--- DATA RECORDS ---

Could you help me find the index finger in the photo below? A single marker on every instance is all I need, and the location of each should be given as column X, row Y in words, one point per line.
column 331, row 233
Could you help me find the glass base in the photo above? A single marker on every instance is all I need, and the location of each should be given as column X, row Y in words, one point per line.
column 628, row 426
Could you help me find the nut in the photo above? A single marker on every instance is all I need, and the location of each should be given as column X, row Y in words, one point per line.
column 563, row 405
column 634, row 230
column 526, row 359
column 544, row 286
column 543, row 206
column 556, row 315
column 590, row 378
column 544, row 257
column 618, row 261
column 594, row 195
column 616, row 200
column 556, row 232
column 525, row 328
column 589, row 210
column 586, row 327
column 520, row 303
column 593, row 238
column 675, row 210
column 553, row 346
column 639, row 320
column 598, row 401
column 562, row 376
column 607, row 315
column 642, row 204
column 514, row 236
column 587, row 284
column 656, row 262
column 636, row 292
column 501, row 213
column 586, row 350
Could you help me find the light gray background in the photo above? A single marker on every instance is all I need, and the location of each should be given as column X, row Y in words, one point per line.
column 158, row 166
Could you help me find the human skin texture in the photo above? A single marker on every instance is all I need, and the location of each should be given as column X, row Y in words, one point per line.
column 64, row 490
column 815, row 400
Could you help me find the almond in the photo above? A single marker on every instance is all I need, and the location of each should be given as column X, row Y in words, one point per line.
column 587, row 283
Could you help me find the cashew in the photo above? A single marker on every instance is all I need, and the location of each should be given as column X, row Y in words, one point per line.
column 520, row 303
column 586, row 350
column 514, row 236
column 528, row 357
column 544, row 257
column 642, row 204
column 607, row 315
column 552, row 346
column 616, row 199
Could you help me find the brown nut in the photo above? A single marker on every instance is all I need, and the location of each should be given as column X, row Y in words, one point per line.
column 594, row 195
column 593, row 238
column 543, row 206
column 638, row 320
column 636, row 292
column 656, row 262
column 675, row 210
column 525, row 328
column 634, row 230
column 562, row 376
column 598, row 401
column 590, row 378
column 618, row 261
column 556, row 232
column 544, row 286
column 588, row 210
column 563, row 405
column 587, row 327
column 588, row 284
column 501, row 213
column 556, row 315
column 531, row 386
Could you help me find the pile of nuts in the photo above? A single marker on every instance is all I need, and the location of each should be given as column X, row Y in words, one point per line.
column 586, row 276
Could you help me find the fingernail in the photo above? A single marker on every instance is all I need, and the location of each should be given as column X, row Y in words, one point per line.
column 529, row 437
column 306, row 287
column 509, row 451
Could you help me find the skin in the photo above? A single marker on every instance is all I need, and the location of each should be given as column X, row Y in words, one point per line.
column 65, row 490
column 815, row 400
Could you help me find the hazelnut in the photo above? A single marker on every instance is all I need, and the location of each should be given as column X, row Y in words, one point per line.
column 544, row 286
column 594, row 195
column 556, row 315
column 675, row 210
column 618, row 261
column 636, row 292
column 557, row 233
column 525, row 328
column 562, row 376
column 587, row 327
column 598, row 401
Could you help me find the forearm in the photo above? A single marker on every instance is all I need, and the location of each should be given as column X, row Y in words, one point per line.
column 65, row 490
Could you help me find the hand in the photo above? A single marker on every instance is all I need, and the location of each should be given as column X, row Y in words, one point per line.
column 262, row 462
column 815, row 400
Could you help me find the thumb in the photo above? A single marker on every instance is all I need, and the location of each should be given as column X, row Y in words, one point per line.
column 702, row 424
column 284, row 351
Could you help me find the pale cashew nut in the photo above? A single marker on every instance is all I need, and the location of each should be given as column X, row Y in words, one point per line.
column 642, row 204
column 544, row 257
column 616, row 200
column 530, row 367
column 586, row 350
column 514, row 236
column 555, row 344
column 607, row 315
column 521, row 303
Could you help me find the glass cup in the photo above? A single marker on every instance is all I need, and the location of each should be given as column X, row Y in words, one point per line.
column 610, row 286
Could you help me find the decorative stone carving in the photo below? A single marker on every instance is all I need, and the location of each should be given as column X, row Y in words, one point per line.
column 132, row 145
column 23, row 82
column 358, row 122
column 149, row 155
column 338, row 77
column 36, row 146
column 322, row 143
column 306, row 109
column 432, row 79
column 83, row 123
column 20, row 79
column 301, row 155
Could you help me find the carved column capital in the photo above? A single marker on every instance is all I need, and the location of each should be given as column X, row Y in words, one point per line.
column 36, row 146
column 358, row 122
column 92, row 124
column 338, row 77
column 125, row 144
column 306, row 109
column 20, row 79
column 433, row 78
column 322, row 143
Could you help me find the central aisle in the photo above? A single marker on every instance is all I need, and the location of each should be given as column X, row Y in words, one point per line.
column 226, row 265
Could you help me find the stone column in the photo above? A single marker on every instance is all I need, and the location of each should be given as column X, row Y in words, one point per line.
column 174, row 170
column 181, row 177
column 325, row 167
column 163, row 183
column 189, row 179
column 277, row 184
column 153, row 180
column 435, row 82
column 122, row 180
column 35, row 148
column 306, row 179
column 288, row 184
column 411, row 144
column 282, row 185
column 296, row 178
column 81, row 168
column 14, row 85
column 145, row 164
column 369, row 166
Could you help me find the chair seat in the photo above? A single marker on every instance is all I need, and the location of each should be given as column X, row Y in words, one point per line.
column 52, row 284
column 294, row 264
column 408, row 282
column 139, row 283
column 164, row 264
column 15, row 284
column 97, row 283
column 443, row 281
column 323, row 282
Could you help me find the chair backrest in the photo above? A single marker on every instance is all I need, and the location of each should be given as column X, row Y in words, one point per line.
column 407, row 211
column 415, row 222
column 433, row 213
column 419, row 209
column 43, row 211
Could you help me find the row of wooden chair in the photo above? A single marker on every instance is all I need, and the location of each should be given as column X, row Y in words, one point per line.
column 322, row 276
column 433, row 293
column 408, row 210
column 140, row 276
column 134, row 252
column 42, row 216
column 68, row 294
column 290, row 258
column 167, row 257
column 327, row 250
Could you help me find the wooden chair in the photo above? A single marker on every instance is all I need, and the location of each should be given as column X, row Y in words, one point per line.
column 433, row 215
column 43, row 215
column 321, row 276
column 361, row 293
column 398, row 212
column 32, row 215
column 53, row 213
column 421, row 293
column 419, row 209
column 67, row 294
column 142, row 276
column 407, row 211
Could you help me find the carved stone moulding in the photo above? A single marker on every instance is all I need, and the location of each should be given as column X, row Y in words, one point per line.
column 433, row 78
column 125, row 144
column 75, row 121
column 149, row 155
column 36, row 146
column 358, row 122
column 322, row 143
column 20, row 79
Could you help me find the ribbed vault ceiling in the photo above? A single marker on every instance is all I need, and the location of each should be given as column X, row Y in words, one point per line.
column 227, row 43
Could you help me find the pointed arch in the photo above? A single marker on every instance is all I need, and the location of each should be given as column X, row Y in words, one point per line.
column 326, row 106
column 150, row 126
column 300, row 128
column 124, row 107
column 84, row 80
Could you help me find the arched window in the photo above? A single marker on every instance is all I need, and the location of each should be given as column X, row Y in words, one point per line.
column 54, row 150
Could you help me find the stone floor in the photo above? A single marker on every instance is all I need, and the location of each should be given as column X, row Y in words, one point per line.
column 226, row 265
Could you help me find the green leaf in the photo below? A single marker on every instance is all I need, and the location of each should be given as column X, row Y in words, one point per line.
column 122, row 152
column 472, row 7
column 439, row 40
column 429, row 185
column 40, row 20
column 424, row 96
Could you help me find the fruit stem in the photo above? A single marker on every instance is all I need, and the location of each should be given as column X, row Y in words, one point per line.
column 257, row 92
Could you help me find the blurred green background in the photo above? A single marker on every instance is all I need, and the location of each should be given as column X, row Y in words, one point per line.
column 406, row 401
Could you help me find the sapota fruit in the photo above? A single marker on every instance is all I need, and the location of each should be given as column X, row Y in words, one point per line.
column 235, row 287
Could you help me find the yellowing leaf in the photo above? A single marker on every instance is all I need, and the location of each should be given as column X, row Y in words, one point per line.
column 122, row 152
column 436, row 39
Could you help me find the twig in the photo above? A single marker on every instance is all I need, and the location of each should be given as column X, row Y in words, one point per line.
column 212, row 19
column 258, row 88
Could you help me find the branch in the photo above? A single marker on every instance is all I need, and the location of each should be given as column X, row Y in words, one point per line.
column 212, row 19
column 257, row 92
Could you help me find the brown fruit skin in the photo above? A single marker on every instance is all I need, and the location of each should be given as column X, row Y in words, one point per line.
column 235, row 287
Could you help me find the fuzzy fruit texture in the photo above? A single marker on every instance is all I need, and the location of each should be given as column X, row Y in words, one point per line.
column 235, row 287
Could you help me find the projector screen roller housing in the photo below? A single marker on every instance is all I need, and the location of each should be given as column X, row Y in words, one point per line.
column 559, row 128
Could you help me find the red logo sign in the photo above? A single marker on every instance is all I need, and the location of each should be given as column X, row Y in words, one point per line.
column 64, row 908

---

TASK STATEMENT> Where the records above contain a line with "Could you help me find the projector", repeat that line and each later line through the end, exactly, and nothing more.

SOLUTION TO THE PROBLEM>
Could you help me find the projector screen roller housing in the photo below? A single marker on every instance is all I need, and the location of each should be given as column X, row Y in words, one point per line.
column 559, row 128
Could you help me find the red logo sign in the photo above? A single marker on every instance is all I need, and the location of each should be given as column X, row Y in words, one point per line.
column 64, row 908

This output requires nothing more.